Data items

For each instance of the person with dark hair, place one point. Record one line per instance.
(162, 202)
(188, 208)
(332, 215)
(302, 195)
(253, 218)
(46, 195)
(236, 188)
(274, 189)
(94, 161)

• _TASK GOAL_: Output these lines as a Markdown table with the columns No. and Line, leaving out any blank lines.

• _RESULT FOR THIS TASK_:
| No. | Line |
|---|---|
| 1 | For each instance of the person with dark hair, place one point. Record one line per instance. |
| 2 | (162, 202) |
| 3 | (188, 208) |
| 4 | (332, 215) |
| 5 | (302, 195) |
| 6 | (253, 218) |
| 7 | (46, 195) |
| 8 | (236, 188) |
| 9 | (274, 189) |
| 10 | (94, 161) |